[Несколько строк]
'''

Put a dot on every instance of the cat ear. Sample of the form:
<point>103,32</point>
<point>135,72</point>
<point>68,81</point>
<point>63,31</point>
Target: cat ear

'''

- Короткое упражнение
Выведите все строки выше без единого изменения.

- Правильный результат
Put a dot on every instance of the cat ear. Sample of the form:
<point>103,32</point>
<point>135,72</point>
<point>68,81</point>
<point>63,31</point>
Target: cat ear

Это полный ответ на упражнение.